* _CONSIGNE_:
Répondez, s'il vous plaît, à ces questions sur le texte consacré à Daniel Day-Lewis ci-dessous :
(a) Combien d'années l'acteur peut-il rester sans apparaître dans un film ?
(b) Combien d'Oscars ses prestations lui ont-elles valus ?
(c) Quel personnage incarne-t-il dans le dernier film de Steven Spielberg ?

* _TEXTE_:
####################

Acteur rare – il peut rester cinq ans sans apparaître dans un film si aucun scénario proposé ne lui convient (The Boxer, Jim Sheridan, 1998 – Gangs of New York, Martin Scorsese, 2002) -, et exceptionnel (ses prestations dans My Left Foot du même Jim Sheridan (1989) et dans There Will Be Blood de Paul Thomas Anderson (2008) lui valurent deux Oscars amplement mérités), Daniel Day-Lewis n’en finit pas d’étonner. Dans le dernier film de Steven Spielberg, il campe un Lincoln plus vrai que nature et, une nouvelle fois, éblouit par son talent d’acteur de composition.

####################

* _DONNÉES_:
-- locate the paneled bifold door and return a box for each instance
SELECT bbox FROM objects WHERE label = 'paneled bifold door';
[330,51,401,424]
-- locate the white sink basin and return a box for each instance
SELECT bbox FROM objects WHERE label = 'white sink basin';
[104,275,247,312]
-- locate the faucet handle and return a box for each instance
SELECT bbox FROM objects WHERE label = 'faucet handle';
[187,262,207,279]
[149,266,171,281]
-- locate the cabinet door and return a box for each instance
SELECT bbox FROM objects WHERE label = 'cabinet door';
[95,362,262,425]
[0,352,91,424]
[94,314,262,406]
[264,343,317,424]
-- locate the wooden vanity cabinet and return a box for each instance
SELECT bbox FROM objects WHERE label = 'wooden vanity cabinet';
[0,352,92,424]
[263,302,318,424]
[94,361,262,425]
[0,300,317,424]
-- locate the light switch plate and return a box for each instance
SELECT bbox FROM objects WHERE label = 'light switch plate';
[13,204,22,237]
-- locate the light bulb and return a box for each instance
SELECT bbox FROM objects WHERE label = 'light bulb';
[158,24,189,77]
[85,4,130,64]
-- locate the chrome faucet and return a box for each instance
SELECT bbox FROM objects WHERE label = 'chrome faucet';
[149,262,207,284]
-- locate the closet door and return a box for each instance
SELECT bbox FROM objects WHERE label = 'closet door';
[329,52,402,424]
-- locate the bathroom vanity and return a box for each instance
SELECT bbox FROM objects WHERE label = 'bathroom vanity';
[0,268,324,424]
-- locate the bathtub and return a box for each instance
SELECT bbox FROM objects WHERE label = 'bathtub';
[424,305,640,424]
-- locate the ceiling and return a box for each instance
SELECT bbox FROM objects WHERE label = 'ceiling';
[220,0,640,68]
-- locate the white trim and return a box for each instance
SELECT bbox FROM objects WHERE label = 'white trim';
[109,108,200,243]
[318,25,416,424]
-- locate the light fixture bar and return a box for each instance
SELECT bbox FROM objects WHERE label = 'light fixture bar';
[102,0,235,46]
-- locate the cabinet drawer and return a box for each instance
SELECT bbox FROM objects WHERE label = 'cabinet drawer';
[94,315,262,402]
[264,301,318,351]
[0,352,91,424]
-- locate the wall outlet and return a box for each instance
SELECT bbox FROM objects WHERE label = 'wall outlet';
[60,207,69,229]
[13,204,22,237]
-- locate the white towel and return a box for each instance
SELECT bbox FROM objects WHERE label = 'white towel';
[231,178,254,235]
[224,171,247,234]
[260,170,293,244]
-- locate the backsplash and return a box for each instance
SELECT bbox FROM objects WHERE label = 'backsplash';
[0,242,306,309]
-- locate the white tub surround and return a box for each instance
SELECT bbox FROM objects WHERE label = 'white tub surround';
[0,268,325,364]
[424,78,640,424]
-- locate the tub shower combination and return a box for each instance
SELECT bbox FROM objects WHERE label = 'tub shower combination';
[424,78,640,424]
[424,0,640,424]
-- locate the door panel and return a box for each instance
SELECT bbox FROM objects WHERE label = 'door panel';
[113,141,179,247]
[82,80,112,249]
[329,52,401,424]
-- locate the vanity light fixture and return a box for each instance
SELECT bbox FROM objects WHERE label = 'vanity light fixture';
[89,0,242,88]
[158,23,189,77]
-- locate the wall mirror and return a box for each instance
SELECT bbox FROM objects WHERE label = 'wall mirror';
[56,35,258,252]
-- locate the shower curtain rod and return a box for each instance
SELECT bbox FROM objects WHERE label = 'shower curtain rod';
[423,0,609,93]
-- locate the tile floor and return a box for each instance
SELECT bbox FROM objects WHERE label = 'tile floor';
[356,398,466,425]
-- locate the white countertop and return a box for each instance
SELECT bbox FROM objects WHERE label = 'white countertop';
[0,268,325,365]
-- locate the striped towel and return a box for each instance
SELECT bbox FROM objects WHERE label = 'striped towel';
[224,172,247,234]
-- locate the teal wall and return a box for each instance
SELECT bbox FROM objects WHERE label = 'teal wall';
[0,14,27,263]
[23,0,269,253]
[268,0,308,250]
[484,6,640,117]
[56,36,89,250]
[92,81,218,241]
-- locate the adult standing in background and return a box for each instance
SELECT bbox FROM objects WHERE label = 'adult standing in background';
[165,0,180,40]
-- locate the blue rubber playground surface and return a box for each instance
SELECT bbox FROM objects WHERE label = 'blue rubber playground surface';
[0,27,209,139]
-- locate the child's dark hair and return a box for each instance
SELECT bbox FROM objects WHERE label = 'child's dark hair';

####################

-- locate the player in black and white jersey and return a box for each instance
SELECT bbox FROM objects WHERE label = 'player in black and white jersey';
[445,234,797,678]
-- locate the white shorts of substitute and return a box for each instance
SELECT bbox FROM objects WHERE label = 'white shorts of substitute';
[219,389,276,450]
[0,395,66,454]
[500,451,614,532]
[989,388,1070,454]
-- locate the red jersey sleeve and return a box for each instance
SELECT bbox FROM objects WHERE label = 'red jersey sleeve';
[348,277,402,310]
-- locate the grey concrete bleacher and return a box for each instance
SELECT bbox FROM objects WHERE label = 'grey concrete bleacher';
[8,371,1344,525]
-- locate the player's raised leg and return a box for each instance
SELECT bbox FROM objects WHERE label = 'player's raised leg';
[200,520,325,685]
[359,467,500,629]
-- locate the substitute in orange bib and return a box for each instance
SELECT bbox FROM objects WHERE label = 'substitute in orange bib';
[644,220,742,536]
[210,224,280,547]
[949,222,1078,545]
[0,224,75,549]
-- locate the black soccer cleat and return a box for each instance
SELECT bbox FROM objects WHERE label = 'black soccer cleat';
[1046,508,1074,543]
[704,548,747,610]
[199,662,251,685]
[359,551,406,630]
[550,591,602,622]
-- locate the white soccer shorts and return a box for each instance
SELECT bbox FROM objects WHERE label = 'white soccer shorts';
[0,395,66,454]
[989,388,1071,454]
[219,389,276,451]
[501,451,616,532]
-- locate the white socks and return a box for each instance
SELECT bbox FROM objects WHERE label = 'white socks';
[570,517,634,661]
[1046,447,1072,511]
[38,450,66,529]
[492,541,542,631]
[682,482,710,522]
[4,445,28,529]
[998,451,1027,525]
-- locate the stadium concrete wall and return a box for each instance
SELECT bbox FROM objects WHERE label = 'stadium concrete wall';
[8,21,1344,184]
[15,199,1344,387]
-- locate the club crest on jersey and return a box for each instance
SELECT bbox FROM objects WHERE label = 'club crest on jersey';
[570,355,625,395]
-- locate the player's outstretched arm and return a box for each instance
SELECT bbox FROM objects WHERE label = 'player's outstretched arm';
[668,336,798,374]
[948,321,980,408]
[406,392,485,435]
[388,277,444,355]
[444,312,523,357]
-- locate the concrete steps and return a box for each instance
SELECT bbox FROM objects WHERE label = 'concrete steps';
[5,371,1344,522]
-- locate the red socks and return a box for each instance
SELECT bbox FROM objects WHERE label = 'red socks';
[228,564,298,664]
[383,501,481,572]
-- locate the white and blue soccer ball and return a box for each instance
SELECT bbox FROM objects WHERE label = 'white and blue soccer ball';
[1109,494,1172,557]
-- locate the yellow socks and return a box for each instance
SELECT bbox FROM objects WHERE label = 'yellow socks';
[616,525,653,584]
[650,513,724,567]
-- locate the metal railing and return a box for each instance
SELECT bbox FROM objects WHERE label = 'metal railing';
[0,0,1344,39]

####################

* _RÉPONSE_:
(a) Cinq ans.
(b) Deux.
(c) Lincoln.